Transcribe, character for character, the part of the items below that opens with the line containing "Could you help me find the orange" and closes with the line containing "column 88, row 686", including both of those lines.

(Data lines)
..........

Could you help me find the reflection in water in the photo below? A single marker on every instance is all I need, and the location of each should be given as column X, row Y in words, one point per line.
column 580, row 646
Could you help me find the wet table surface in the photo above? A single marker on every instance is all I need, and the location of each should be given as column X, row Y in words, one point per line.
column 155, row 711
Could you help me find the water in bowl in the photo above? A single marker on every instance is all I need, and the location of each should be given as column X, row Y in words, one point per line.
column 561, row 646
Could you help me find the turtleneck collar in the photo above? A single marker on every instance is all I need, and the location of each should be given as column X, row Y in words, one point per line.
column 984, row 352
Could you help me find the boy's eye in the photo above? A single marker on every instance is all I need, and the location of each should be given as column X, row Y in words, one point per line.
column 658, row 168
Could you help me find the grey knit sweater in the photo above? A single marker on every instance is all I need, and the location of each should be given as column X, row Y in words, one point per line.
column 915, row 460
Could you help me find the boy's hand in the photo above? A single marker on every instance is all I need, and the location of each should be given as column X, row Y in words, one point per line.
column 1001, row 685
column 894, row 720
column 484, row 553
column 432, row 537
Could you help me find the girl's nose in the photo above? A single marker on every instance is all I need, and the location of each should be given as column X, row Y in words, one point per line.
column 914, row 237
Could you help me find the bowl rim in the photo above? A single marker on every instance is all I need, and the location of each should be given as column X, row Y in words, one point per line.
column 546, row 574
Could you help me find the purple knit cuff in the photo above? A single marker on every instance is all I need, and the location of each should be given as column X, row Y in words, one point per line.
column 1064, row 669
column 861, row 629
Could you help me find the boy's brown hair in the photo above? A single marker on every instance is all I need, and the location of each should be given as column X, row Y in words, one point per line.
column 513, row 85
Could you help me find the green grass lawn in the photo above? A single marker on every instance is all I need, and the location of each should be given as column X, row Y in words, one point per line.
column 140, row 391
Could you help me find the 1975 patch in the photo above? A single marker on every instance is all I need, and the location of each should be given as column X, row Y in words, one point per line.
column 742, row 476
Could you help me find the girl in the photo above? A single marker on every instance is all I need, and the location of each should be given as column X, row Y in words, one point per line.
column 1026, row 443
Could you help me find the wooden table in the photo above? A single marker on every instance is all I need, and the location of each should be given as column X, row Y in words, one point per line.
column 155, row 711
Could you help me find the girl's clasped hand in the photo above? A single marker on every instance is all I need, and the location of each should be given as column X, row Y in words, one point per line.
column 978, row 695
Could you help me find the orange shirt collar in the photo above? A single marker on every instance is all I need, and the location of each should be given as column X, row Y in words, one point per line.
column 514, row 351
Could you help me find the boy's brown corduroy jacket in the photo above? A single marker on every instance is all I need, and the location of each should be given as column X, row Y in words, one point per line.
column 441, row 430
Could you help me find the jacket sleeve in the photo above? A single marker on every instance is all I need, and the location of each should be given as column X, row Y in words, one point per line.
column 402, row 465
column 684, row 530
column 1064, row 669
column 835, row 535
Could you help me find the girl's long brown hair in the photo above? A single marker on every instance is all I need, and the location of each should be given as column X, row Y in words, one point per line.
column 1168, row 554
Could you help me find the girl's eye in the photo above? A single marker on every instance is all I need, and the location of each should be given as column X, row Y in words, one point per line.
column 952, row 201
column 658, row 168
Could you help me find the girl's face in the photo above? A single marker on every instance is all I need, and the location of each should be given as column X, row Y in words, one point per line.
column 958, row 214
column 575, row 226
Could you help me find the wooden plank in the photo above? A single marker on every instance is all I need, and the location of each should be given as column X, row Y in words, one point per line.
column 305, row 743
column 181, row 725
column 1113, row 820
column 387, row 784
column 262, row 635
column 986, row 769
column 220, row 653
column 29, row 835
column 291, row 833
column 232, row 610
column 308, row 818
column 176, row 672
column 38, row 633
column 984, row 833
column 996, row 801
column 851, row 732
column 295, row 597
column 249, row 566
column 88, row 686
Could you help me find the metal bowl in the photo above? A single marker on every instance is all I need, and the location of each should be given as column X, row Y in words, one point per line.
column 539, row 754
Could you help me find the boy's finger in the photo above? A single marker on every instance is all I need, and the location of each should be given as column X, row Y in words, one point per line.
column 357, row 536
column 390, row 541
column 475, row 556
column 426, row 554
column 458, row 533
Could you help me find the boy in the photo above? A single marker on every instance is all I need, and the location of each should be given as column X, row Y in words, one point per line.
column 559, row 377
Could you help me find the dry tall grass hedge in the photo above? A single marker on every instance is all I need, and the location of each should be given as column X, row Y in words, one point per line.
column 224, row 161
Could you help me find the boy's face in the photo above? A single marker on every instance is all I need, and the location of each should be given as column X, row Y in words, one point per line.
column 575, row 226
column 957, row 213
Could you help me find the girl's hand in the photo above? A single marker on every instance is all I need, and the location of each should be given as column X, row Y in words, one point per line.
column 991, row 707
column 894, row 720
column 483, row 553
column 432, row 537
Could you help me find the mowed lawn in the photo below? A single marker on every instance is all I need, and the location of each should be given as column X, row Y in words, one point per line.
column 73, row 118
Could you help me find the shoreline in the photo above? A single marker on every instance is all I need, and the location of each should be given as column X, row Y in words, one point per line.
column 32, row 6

..........

■ **Completed exercise**
Could you help me find the orange shirt collar in the photo above? A single marker on every instance is all I need, and the location of each should be given as column X, row Y in words, one point per line.
column 514, row 351
Could you help me find the boy's brown corduroy jacket in the photo above? A single marker on every instance is all I need, and the location of each should be given as column X, row Y in words, one point per line.
column 441, row 430
Could you help me find the jacket sleeve in the photo above? A single marker on every instance is all I need, and the location of each should be given as column X, row Y in words, one point per line.
column 402, row 465
column 684, row 530
column 1064, row 669
column 835, row 535
Could you help me find the girl's long brown hair in the photo above? A single marker on every instance is all I need, and the location of each should be given as column X, row Y in words, one point per line.
column 1168, row 554
Could you help me find the girl's eye in the photo above? A single marker on every instance is all I need, and the location of each should be given as column X, row Y in words, one point per line.
column 952, row 201
column 658, row 168
Could you help me find the girl's face in the photo above? A single marker on every instance is all I need, and the location of each should be given as column X, row Y in words, one point per line.
column 958, row 214
column 575, row 226
Could you help me find the wooden plank in the photo above? A single marker on every instance is all I need, and the location of each should be given as column X, row Y in words, one point per line.
column 305, row 743
column 181, row 725
column 1113, row 820
column 387, row 784
column 262, row 635
column 986, row 769
column 220, row 653
column 29, row 835
column 291, row 833
column 232, row 610
column 308, row 818
column 176, row 672
column 38, row 633
column 984, row 833
column 996, row 801
column 851, row 732
column 295, row 597
column 249, row 566
column 88, row 686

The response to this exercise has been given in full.